→ Exercise: In the listing below, identify each line with the word "support" and return those lines.

→ Information given:
——

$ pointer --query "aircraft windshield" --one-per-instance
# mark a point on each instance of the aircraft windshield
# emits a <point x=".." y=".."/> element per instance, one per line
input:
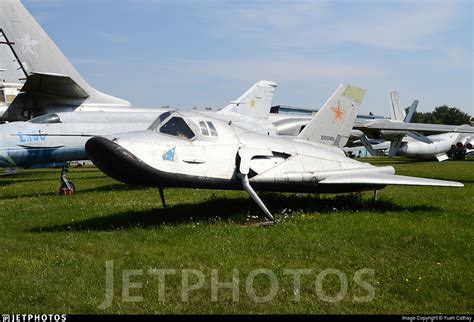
<point x="159" y="120"/>
<point x="48" y="118"/>
<point x="176" y="126"/>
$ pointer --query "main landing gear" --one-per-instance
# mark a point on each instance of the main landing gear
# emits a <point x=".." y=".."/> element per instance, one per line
<point x="67" y="187"/>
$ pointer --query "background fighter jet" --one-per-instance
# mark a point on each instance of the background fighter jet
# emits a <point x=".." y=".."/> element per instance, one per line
<point x="186" y="149"/>
<point x="50" y="82"/>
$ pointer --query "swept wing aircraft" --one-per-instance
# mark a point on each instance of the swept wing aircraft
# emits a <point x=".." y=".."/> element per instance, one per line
<point x="186" y="149"/>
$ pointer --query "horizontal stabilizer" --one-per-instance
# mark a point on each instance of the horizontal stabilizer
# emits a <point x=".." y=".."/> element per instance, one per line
<point x="53" y="85"/>
<point x="381" y="125"/>
<point x="388" y="179"/>
<point x="442" y="157"/>
<point x="255" y="102"/>
<point x="419" y="137"/>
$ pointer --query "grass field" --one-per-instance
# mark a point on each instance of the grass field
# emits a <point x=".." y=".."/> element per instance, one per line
<point x="418" y="242"/>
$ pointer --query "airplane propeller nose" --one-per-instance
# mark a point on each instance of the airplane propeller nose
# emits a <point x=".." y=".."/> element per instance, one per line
<point x="117" y="162"/>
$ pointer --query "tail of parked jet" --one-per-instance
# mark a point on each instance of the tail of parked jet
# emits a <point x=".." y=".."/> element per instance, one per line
<point x="50" y="77"/>
<point x="397" y="112"/>
<point x="256" y="102"/>
<point x="333" y="123"/>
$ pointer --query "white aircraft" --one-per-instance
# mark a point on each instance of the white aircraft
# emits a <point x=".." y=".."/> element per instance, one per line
<point x="442" y="145"/>
<point x="187" y="149"/>
<point x="56" y="138"/>
<point x="49" y="82"/>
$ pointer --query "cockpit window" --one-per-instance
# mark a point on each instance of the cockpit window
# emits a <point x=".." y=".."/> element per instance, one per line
<point x="212" y="128"/>
<point x="158" y="121"/>
<point x="48" y="118"/>
<point x="204" y="129"/>
<point x="208" y="129"/>
<point x="176" y="126"/>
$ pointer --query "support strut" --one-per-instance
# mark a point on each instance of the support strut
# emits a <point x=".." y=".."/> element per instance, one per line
<point x="162" y="196"/>
<point x="256" y="198"/>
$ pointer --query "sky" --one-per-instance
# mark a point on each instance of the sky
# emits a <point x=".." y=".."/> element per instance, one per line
<point x="207" y="53"/>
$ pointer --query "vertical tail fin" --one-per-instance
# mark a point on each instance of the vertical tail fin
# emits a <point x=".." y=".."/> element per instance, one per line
<point x="255" y="102"/>
<point x="37" y="53"/>
<point x="397" y="112"/>
<point x="411" y="112"/>
<point x="333" y="123"/>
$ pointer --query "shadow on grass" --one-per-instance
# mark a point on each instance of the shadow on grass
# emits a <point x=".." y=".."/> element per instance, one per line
<point x="234" y="210"/>
<point x="116" y="187"/>
<point x="111" y="187"/>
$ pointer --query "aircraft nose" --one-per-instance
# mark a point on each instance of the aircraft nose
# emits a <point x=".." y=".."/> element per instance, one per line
<point x="117" y="162"/>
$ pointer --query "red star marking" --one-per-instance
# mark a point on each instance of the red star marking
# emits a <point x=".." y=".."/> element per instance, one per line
<point x="338" y="112"/>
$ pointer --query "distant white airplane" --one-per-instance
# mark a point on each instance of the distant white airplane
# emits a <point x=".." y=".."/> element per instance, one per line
<point x="187" y="149"/>
<point x="50" y="83"/>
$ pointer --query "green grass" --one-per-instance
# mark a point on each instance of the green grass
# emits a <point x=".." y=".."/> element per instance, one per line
<point x="417" y="240"/>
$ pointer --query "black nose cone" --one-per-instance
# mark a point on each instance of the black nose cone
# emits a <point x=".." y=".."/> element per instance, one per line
<point x="118" y="163"/>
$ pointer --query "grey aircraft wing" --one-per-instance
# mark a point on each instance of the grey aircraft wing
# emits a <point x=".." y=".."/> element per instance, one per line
<point x="383" y="125"/>
<point x="387" y="179"/>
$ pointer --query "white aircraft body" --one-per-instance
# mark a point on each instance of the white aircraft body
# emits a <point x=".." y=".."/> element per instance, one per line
<point x="187" y="149"/>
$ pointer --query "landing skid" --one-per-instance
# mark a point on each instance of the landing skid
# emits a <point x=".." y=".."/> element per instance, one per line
<point x="67" y="187"/>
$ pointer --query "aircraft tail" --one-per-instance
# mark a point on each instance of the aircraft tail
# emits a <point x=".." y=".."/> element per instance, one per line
<point x="333" y="123"/>
<point x="36" y="53"/>
<point x="255" y="102"/>
<point x="397" y="112"/>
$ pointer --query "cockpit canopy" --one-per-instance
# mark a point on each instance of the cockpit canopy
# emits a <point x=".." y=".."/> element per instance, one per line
<point x="46" y="119"/>
<point x="176" y="124"/>
<point x="173" y="124"/>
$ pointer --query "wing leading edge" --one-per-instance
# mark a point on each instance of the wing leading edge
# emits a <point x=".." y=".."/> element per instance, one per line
<point x="388" y="179"/>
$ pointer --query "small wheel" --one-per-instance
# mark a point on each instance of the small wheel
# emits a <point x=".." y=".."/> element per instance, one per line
<point x="65" y="191"/>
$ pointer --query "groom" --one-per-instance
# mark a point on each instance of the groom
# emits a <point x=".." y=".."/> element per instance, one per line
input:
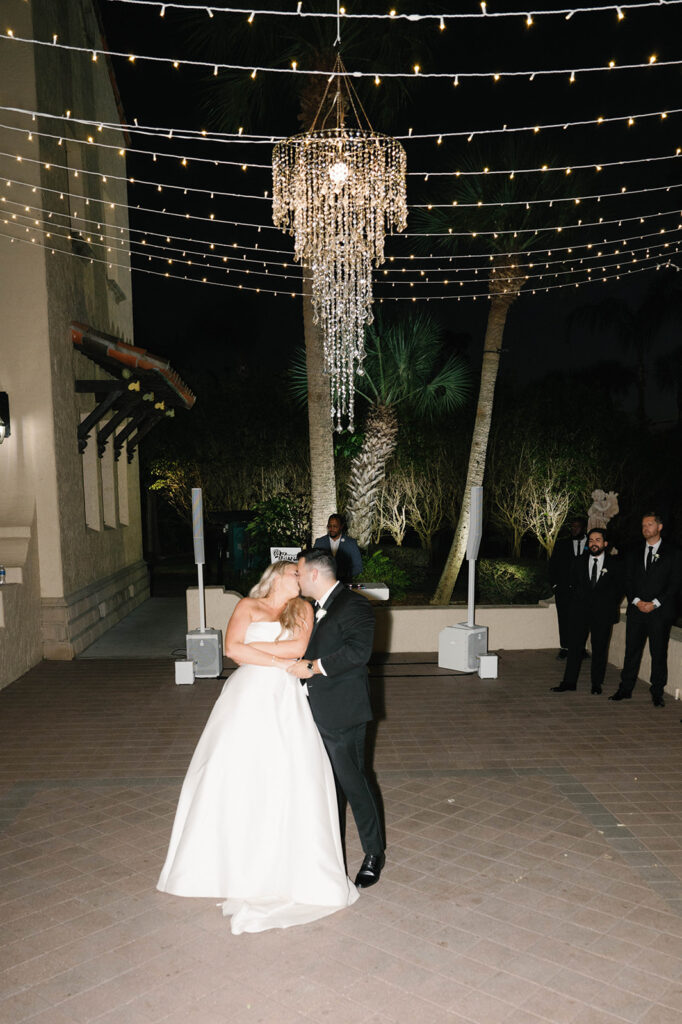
<point x="335" y="668"/>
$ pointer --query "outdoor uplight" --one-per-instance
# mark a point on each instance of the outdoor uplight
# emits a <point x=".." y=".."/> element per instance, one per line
<point x="4" y="416"/>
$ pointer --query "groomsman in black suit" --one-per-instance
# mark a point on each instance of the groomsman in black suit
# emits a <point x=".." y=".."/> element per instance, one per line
<point x="564" y="552"/>
<point x="335" y="669"/>
<point x="652" y="582"/>
<point x="596" y="589"/>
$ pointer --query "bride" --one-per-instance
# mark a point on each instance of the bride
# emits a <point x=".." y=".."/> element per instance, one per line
<point x="257" y="821"/>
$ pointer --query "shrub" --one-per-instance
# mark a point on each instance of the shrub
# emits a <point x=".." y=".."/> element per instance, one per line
<point x="282" y="520"/>
<point x="379" y="568"/>
<point x="506" y="582"/>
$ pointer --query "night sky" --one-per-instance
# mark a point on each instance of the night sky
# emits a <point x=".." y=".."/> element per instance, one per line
<point x="188" y="321"/>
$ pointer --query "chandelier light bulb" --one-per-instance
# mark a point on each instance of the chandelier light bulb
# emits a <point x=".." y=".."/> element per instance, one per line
<point x="338" y="173"/>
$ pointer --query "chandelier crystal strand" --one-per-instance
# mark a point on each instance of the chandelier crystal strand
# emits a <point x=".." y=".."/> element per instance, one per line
<point x="338" y="192"/>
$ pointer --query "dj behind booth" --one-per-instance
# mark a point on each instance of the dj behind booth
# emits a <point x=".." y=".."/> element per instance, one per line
<point x="373" y="591"/>
<point x="344" y="548"/>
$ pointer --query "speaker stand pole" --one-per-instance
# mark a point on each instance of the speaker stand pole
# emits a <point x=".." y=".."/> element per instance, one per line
<point x="472" y="591"/>
<point x="202" y="600"/>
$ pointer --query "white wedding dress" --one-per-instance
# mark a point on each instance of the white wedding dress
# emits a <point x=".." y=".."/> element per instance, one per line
<point x="257" y="821"/>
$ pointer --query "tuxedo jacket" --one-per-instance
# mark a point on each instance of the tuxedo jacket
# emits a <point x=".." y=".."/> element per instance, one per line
<point x="662" y="581"/>
<point x="599" y="604"/>
<point x="348" y="558"/>
<point x="562" y="558"/>
<point x="342" y="639"/>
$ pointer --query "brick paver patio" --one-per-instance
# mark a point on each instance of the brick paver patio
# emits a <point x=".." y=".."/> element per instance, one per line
<point x="534" y="873"/>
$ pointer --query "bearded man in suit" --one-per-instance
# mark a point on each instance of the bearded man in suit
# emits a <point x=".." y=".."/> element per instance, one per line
<point x="596" y="588"/>
<point x="335" y="669"/>
<point x="566" y="550"/>
<point x="652" y="582"/>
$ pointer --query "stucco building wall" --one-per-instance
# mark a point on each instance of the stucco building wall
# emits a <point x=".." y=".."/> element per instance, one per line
<point x="89" y="576"/>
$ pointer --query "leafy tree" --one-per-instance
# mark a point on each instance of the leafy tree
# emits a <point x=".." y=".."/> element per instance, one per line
<point x="406" y="368"/>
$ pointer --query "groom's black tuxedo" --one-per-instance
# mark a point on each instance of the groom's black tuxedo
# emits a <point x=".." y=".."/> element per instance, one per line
<point x="593" y="610"/>
<point x="659" y="582"/>
<point x="342" y="640"/>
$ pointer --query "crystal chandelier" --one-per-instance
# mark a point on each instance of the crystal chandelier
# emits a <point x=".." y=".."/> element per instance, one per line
<point x="338" y="190"/>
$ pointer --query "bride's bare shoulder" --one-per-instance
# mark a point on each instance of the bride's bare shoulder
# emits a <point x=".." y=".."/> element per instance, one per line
<point x="251" y="607"/>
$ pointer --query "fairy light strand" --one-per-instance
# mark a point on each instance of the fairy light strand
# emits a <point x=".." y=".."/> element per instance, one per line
<point x="482" y="14"/>
<point x="204" y="135"/>
<point x="253" y="70"/>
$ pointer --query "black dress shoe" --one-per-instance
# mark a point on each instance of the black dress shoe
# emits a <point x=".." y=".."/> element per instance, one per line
<point x="370" y="870"/>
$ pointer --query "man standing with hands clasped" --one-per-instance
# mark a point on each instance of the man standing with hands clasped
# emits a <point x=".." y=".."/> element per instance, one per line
<point x="652" y="580"/>
<point x="335" y="670"/>
<point x="596" y="589"/>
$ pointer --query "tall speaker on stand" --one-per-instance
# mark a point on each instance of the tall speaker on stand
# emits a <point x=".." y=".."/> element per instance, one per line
<point x="204" y="644"/>
<point x="464" y="647"/>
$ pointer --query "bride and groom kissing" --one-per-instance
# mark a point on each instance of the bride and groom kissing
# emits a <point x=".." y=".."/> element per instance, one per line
<point x="260" y="815"/>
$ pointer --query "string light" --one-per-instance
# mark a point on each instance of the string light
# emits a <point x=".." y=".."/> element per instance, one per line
<point x="210" y="65"/>
<point x="111" y="263"/>
<point x="567" y="12"/>
<point x="236" y="268"/>
<point x="231" y="137"/>
<point x="260" y="260"/>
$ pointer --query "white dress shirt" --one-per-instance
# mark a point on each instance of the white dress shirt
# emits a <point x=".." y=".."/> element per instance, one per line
<point x="321" y="602"/>
<point x="655" y="547"/>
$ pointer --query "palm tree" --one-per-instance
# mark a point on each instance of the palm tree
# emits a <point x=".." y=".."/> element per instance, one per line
<point x="505" y="280"/>
<point x="403" y="368"/>
<point x="231" y="99"/>
<point x="406" y="369"/>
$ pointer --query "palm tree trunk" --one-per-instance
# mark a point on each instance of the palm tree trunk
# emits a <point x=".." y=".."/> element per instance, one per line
<point x="497" y="317"/>
<point x="368" y="471"/>
<point x="323" y="479"/>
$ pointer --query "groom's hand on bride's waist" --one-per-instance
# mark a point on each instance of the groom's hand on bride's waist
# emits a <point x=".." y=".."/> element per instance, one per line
<point x="304" y="668"/>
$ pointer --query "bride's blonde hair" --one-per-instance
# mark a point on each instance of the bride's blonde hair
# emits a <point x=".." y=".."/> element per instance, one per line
<point x="293" y="613"/>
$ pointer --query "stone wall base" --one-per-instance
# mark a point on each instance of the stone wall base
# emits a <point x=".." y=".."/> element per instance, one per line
<point x="71" y="624"/>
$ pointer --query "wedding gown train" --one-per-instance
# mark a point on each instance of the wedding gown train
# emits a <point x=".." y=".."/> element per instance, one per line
<point x="257" y="820"/>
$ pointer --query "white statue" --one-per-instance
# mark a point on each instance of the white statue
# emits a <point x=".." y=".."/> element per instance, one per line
<point x="604" y="507"/>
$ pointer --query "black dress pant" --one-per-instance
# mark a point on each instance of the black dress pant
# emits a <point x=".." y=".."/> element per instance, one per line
<point x="600" y="633"/>
<point x="562" y="600"/>
<point x="346" y="752"/>
<point x="641" y="627"/>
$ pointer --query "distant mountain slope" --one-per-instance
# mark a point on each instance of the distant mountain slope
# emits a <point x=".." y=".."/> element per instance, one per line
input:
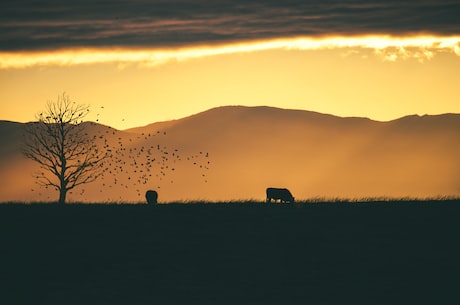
<point x="235" y="152"/>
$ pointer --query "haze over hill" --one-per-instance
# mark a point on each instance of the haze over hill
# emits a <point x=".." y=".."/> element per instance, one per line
<point x="235" y="152"/>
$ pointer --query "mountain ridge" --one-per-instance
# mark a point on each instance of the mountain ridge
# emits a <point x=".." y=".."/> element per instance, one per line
<point x="235" y="152"/>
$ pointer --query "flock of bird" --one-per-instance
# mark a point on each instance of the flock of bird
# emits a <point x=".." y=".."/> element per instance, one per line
<point x="136" y="162"/>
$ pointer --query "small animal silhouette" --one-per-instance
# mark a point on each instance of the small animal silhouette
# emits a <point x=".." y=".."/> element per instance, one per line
<point x="284" y="195"/>
<point x="151" y="197"/>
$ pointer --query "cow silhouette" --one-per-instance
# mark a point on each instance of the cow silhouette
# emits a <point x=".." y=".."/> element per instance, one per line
<point x="151" y="197"/>
<point x="283" y="195"/>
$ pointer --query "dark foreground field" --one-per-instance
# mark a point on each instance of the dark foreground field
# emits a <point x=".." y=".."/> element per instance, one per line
<point x="368" y="253"/>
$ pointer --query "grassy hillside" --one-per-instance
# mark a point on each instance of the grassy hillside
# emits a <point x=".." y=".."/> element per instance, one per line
<point x="234" y="253"/>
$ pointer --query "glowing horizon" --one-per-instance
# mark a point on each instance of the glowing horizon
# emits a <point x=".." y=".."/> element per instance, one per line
<point x="387" y="47"/>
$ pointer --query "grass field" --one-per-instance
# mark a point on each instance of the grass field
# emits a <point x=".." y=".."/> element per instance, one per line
<point x="231" y="253"/>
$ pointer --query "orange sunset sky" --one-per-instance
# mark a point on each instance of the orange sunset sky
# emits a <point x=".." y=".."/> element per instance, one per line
<point x="175" y="64"/>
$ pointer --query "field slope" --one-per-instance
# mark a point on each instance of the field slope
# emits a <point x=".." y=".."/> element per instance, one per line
<point x="235" y="253"/>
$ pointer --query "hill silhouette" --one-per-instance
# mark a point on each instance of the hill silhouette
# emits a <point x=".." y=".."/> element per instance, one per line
<point x="235" y="152"/>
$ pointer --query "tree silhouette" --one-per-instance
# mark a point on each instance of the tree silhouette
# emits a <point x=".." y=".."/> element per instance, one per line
<point x="59" y="142"/>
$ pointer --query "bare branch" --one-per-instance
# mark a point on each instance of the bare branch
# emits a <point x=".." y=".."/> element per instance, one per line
<point x="59" y="144"/>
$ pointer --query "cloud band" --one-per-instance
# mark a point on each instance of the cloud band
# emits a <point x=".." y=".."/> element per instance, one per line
<point x="388" y="47"/>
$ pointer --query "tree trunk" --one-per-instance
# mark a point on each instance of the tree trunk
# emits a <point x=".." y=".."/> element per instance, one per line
<point x="62" y="195"/>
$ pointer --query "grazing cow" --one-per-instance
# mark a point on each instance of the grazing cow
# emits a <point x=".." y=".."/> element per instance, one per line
<point x="284" y="195"/>
<point x="151" y="196"/>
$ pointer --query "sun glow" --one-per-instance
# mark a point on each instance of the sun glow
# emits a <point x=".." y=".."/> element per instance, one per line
<point x="389" y="48"/>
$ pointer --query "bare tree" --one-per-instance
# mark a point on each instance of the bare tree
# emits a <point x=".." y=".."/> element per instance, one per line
<point x="67" y="155"/>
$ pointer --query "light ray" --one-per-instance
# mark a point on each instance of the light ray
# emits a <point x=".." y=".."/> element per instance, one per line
<point x="389" y="48"/>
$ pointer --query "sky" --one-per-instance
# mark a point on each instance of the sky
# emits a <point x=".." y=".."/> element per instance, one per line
<point x="137" y="62"/>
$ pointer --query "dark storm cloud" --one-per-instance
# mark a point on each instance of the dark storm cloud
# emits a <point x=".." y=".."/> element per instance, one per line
<point x="27" y="25"/>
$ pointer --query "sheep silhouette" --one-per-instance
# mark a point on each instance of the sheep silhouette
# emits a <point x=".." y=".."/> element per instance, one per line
<point x="151" y="197"/>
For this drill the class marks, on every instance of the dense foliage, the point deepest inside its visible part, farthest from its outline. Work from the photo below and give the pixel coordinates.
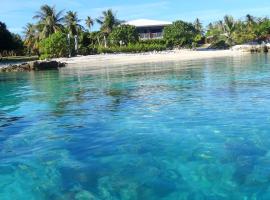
(231, 32)
(9, 43)
(54, 46)
(48, 37)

——

→ Answer to this problem:
$ pointer --query "support strut" --one-per-instance
# mark a point on each instance of the support strut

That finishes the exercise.